▶ **Aim**: Rescale the lines below that start at the line containing "pinpoint the paved" and end at the line containing "[[0, 333, 750, 442], [0, 335, 790, 538]]". Reproduce only those lines, request text included, and multiply every bounding-box coordinate in the answer by 2.15, rounding each to a whole number with halves rounded up. Leave the sample box in the request unchanged.

▶ **Records shown**:
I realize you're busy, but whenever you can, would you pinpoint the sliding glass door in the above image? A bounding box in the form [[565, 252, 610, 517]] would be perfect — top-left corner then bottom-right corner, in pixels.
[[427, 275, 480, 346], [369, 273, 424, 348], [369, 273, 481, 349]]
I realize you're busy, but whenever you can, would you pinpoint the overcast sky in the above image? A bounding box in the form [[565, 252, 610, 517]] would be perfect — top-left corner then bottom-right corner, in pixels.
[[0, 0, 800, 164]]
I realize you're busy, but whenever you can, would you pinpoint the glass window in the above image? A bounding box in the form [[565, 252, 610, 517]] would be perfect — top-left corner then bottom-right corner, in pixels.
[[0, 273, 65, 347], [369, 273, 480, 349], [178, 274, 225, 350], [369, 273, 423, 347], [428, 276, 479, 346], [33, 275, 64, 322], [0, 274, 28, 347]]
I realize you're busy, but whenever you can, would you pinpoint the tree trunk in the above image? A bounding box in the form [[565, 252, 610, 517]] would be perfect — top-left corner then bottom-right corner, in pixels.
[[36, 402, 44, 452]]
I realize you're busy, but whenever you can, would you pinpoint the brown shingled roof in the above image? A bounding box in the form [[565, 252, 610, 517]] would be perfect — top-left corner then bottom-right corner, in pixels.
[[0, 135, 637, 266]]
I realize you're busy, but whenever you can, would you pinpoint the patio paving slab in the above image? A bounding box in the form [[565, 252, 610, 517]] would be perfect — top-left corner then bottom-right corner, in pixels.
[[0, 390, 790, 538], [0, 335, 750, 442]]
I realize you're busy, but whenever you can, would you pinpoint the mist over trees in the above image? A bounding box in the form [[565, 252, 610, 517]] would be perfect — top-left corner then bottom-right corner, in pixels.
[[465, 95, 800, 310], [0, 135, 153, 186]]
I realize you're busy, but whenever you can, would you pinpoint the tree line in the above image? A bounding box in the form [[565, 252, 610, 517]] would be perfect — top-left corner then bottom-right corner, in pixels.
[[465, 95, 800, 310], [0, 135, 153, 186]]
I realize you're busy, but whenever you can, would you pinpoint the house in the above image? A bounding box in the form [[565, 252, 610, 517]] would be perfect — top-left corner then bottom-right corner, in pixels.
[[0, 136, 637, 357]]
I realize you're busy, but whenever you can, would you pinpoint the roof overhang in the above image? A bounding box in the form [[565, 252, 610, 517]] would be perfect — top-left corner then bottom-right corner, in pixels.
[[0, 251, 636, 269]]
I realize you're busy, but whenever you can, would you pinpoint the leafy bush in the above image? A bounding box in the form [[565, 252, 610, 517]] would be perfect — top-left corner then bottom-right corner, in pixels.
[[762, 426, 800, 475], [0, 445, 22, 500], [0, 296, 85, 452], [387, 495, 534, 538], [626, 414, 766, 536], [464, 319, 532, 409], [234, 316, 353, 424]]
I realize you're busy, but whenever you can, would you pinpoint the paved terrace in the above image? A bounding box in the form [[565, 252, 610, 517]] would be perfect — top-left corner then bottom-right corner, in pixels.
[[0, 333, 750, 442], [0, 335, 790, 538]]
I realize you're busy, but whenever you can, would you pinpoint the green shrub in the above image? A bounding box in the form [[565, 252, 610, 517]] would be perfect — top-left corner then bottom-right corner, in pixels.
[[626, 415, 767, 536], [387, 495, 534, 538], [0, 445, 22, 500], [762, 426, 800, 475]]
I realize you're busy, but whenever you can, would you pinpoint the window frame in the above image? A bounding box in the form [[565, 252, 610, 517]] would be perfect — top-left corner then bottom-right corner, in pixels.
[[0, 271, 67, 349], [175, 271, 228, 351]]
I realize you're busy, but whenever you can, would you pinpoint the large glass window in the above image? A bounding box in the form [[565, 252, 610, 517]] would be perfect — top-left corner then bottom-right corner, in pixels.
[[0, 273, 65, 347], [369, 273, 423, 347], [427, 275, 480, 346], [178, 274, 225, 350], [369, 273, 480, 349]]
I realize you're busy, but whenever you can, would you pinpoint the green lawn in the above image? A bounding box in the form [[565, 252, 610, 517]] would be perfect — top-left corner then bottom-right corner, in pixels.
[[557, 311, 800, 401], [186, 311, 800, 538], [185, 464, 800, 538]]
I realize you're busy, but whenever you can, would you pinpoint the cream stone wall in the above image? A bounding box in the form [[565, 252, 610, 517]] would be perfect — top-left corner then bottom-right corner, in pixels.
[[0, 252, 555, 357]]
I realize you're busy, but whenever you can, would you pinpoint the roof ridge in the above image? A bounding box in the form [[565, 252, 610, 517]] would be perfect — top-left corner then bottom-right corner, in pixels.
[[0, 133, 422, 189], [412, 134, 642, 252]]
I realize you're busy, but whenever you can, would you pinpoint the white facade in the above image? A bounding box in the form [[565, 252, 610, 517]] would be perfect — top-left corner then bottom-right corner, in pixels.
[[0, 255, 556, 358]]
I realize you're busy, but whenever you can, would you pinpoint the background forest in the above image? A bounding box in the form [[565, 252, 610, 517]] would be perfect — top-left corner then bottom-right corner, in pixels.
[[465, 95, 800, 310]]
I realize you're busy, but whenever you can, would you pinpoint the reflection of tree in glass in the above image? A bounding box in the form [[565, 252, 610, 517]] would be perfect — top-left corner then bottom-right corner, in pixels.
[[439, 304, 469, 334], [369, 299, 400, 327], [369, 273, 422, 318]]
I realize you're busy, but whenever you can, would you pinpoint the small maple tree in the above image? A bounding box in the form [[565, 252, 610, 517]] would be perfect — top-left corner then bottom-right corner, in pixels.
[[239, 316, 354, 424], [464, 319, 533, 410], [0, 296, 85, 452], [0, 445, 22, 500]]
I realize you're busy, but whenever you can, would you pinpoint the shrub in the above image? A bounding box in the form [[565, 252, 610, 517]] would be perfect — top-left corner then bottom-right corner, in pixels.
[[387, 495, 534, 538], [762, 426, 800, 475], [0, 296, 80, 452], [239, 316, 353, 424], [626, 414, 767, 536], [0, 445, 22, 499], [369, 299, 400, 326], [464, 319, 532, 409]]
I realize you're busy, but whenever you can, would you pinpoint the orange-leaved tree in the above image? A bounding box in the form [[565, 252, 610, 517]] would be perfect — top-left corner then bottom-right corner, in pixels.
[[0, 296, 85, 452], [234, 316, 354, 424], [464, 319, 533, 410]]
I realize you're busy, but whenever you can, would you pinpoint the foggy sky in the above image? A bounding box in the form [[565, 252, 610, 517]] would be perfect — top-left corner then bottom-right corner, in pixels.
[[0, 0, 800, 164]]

▶ **Worked answer**:
I realize you're busy, but whenever you can, would you pinpoint the paved terrace in the above image? A bounding box in the form [[565, 252, 610, 517]] would be perfect — top-left corner then bottom-right corner, in pixels.
[[0, 716, 1613, 950], [0, 720, 1699, 1157]]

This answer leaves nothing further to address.